__AIM__. Return the records, each one exactly as written.

__THE DATA__.
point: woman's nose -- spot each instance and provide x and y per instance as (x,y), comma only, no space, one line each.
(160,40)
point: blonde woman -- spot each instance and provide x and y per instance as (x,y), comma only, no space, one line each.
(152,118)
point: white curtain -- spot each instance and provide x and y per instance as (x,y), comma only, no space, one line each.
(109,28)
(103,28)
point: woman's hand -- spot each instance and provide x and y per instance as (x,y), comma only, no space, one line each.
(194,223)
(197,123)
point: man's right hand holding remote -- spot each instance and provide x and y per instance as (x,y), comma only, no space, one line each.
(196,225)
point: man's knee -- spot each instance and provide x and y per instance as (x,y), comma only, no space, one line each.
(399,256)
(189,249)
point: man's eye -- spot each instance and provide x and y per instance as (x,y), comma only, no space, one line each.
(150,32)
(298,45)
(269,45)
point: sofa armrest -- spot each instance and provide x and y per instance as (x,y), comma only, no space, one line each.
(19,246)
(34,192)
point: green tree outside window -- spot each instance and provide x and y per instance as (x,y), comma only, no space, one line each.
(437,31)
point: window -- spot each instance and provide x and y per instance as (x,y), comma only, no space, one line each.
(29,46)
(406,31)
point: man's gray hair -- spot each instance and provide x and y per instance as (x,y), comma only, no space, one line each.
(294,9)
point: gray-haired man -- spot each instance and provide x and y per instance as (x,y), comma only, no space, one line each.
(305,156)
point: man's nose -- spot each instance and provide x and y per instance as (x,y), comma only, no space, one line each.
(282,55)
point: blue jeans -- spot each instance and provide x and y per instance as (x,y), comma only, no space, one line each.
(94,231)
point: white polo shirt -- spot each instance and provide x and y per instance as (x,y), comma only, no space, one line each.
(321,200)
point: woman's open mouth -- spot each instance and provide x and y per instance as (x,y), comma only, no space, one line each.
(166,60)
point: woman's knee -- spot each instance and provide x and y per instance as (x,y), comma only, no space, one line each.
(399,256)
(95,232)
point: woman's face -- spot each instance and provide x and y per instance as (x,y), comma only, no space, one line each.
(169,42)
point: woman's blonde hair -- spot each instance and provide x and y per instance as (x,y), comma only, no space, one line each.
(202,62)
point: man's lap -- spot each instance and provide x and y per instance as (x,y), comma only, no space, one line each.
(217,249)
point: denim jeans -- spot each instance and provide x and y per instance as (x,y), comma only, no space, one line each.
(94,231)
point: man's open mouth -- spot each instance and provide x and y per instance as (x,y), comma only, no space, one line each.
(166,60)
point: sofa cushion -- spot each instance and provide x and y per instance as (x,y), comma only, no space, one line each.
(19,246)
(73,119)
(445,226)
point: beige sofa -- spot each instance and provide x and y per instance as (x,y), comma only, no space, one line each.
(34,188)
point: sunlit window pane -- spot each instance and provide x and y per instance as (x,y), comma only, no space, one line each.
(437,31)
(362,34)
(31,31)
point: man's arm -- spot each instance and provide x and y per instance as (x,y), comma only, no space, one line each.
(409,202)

__TASK ANSWER__.
point: woman's nose -- spot each instance and provide x and y per instance as (x,y), comma only, no space, one line each.
(160,40)
point: blonde woman -- spot each instance and provide x and y per instance as (x,y), comma only, no space, one line each.
(152,118)
point: white curtain -- spot each instance and provide x and y per instance as (x,y), comma only, no space, one line each.
(109,28)
(103,28)
point: woman's hand -- spot each instance and provide x and y per instance as (x,y), comma only, no space, one line each.
(194,223)
(197,123)
point: man's right hand holding remote -- spot each instance and provide x and y per instance as (x,y), comma only, no space, one line each.
(196,225)
point: man's knee -- spot each instance and provide x and y per instance as (x,y), comma only, no space, one line each.
(399,256)
(189,249)
point: man's eye -- spot each instance and provide x and y per instance as (x,y), comma only, no space, one line each.
(150,32)
(298,45)
(269,45)
point: sofa armrest -- spot each instance and provide x and y per instance as (x,y), comma only, no space, one line each.
(19,246)
(34,192)
point: green tree outside window -- spot each instance and provide x and y per instance as (x,y), comma only, no space, one line each.
(437,31)
point: window -- spot each instance and provide x and y per instance as (x,y), comma only, no space, one line each.
(29,46)
(406,31)
point: man's gray hair -- spot each instance and provide x and y per instance as (x,y), comma only, no space, one line each.
(294,9)
point: gray-haired man -- spot each instance and provide x and y per instance as (x,y), comma only, no space, one line each.
(305,156)
point: man's nose -- spot each instance and provide x and y per instance as (x,y), comma only, no space, one line each.
(282,55)
point: blue jeans -- spot each instance and provide x and y per instance as (x,y), comma only, no space, one line each.
(94,231)
point: white polo shirt -- spot each instance and provide x and y per instance as (x,y), comma only, no space, one line each.
(321,200)
point: woman's open mouth -- spot each instance and provide x and y per instance as (x,y), comma only, no space, one line each.
(166,60)
point: woman's knee -- spot each instance and provide x and y per instance as (x,y), comma only, no space, one line each.
(399,256)
(95,232)
point: woman's face -- spot each instance and provide x and y per instance as (x,y), comma only, no space, one line each.
(169,42)
point: woman's blonde hair -- spot each instance and provide x and y per instance as (x,y), comma only, no space, one line each.
(202,62)
point: man's lap -- spot each instance and provide x and y per instance as (x,y), comma only, no space, one line each.
(217,249)
point: denim jeans -- spot each instance and provide x and y per instance as (x,y), comma only, no space, one line each.
(94,231)
point: man's open mouth -- spot each instance and provide x and y per instance as (x,y), comma only, no space, one line each.
(166,60)
point: sofa cushion -- spot each instance and provide x and y per instance as (x,y), comma only, no space, one line each.
(19,246)
(73,119)
(445,226)
point: beige sofa -- spot each instance and provide x and y per instance as (x,y), comma only, no space, one line each.
(34,188)
point: sunlit window pane -- spot each instance and provide x and y per instance as (x,y), comma only, no space, one line each.
(437,31)
(362,34)
(31,31)
point: man's arm -- spot each instance and provide x and y per instance as (x,y), comma only, no space, one line each.
(409,202)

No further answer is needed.